* Description of the task *
Rewrite all of the records below with every "photo above" changed to "picture above" and nothing else altered, and omit the pictures from your version.
★ ★ ★ ★
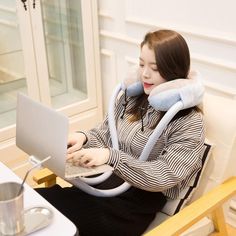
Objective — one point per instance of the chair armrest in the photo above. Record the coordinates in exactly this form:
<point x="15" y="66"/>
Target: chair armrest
<point x="45" y="176"/>
<point x="209" y="204"/>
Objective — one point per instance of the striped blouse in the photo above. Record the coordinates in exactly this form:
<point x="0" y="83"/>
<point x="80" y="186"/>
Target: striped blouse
<point x="174" y="160"/>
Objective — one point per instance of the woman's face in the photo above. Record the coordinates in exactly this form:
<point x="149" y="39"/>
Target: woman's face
<point x="150" y="76"/>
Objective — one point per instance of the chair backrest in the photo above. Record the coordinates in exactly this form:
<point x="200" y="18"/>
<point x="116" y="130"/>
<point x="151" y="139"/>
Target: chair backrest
<point x="174" y="206"/>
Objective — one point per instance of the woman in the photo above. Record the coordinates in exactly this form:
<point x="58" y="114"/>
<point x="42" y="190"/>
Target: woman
<point x="175" y="158"/>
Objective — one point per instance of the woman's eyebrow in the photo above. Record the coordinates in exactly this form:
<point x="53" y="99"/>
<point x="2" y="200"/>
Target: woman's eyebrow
<point x="151" y="63"/>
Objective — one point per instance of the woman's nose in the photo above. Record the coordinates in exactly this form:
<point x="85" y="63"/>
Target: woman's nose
<point x="145" y="73"/>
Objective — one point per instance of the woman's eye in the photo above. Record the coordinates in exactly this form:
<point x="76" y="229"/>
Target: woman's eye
<point x="155" y="69"/>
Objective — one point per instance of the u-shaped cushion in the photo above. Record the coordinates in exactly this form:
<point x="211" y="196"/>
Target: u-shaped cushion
<point x="190" y="91"/>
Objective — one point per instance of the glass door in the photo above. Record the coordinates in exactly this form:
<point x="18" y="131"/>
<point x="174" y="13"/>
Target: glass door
<point x="66" y="74"/>
<point x="50" y="52"/>
<point x="12" y="73"/>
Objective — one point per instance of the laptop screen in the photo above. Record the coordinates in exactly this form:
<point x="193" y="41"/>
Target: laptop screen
<point x="42" y="132"/>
★ ★ ★ ★
* Final answer *
Objective — one point per instance of the chair armrest in the picture above. Record the coordinates in exactly this form:
<point x="15" y="66"/>
Target: chair armrest
<point x="45" y="176"/>
<point x="209" y="204"/>
Objective — one point per instance of the striped blouse in the picture above. Record the coordinates in exactly this form:
<point x="0" y="83"/>
<point x="80" y="186"/>
Target: striped blouse
<point x="174" y="160"/>
Objective — one point per instance of the woman's face in the picture above. Record the coordinates in exactly this form:
<point x="149" y="39"/>
Target: woman's face
<point x="150" y="76"/>
Objective — one point per instance of the chair backrest in the picture above. Record the coordinates in exactly this form:
<point x="200" y="18"/>
<point x="116" y="130"/>
<point x="151" y="139"/>
Target: chair backrest
<point x="174" y="206"/>
Objective — one point per instance of the woman in the picture above. Record the coordinates in exactly this form:
<point x="58" y="114"/>
<point x="42" y="190"/>
Target: woman
<point x="175" y="158"/>
Objective — one point per instance of the woman's eyebrow in the picture above. Record the coordinates in exactly this form:
<point x="53" y="99"/>
<point x="2" y="200"/>
Target: woman's eyebrow
<point x="151" y="63"/>
Objective — one point per instance of the woman's nose in the picture above. Record the coordinates in exactly this form:
<point x="85" y="63"/>
Target: woman's nose
<point x="145" y="73"/>
Objective — one point per instance of the woman's eye in the picture above. Record the coordinates in exactly this form:
<point x="76" y="229"/>
Target: woman's eye
<point x="155" y="69"/>
Objective — one point per instance of the u-shaped cushion in the picture above. Record the coordinates in exactly this form:
<point x="211" y="196"/>
Target: u-shaped cushion
<point x="190" y="91"/>
Objective — one point per instance of the glass door in the picture above. Record the coordinates in exactly this form:
<point x="18" y="131"/>
<point x="174" y="13"/>
Target: glass door
<point x="66" y="74"/>
<point x="50" y="52"/>
<point x="12" y="73"/>
Objective — one point per instance of the laptop screen in the picture above. Record the coordinates in exactly this form:
<point x="193" y="41"/>
Target: laptop screen
<point x="42" y="132"/>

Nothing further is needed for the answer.